It is the only one so far out of the U.S. that you can have a city-wide driverless permit, and you can provide the service through Uber. That means make the service more ubiquitously available. Therefore, I think we can quickly copy to some similar market like Dubai in UAE, same country, Riyadh in Saudi, and same region, and Singapore with a Grab support. We are trying to copy to these kind of countries. I believe the regulatory condition, all of other factors are quite similar. We also want to emphasize Europe is a very important market, and we are trying to see whether we can copy to Europe. About the catalysts and hurdles, catalysts is actually because of this meteor effect, other countries are more prone to allow our operation, are more prone to give us permit.

At the same time, the hurdles are still regulatory issues. We want to make sure we use our leverage on our current successful experience to get more driverless permits so that we can deploy the service. That's all I wanted to say about this question. Thank you for the questions. One moment for the next question. Next question comes from Ming Sun Li of Bank of America. Your line is now open. Hello, dear management team. I have two questions as well. First question, we are seeing more OEMs and ride-hailing companies announcing to plan to enter the robotaxi business. What are WeRide's key advantages, and how should we think about the competitive landscape in the future? Thank you. That's my first question. Okay.

> [Supplied entries]
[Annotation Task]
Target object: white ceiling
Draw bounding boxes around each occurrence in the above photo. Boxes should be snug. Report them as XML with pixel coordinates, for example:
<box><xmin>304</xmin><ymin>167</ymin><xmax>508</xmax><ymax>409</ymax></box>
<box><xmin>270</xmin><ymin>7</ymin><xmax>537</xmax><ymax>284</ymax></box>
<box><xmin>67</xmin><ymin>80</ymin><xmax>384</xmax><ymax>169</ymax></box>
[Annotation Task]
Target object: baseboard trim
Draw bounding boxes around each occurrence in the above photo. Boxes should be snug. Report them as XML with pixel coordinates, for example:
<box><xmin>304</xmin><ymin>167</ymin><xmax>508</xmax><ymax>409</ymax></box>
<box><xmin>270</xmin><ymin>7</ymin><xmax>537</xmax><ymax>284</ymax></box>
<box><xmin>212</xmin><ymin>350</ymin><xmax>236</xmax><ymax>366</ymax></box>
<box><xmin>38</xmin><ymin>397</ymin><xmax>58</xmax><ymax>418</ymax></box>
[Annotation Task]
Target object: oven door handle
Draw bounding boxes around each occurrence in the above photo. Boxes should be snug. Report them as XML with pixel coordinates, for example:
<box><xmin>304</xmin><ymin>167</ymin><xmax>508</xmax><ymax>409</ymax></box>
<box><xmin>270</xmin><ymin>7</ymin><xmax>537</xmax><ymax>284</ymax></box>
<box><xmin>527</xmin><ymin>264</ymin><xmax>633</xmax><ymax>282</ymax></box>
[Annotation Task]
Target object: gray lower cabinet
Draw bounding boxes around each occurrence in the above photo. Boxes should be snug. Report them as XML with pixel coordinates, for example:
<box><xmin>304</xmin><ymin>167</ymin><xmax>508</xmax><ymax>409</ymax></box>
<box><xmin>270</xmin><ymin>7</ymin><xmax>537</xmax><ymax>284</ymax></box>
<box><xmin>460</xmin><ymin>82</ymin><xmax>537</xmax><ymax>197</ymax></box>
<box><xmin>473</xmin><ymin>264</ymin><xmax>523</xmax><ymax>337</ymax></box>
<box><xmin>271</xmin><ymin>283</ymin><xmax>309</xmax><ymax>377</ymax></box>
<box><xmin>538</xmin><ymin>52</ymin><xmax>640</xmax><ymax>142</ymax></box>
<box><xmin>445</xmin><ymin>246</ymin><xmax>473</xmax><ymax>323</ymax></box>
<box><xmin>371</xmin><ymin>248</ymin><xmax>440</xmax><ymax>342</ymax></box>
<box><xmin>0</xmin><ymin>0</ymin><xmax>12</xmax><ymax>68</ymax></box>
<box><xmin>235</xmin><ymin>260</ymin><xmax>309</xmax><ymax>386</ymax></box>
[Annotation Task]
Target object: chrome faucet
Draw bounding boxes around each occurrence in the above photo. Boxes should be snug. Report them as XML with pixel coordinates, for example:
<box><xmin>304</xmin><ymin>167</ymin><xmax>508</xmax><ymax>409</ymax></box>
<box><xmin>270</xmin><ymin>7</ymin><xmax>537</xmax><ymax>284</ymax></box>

> [Work order 1] List every market that the transcript excerpt names as a place where the company is trying to copy its service.
> [Work order 2] Reproduce the passage of the transcript excerpt from "It is the only" to "give us permit.".

> [Answer section 1] Dubai in the UAE, Riyadh in Saudi Arabia, Singapore, and Europe.

> [Answer section 2]
It is the only one so far out of the U.S. that you can have a city-wide driverless permit, and you can provide the service through Uber. That means make the service more ubiquitously available. Therefore, I think we can quickly copy to some similar market like Dubai in UAE, same country, Riyadh in Saudi, and same region, and Singapore with a Grab support. We are trying to copy to these kind of countries. I believe the regulatory condition, all of other factors are quite similar. We also want to emphasize Europe is a very important market, and we are trying to see whether we can copy to Europe. About the catalysts and hurdles, catalysts is actually because of this meteor effect, other countries are more prone to allow our operation, are more prone to give us permit.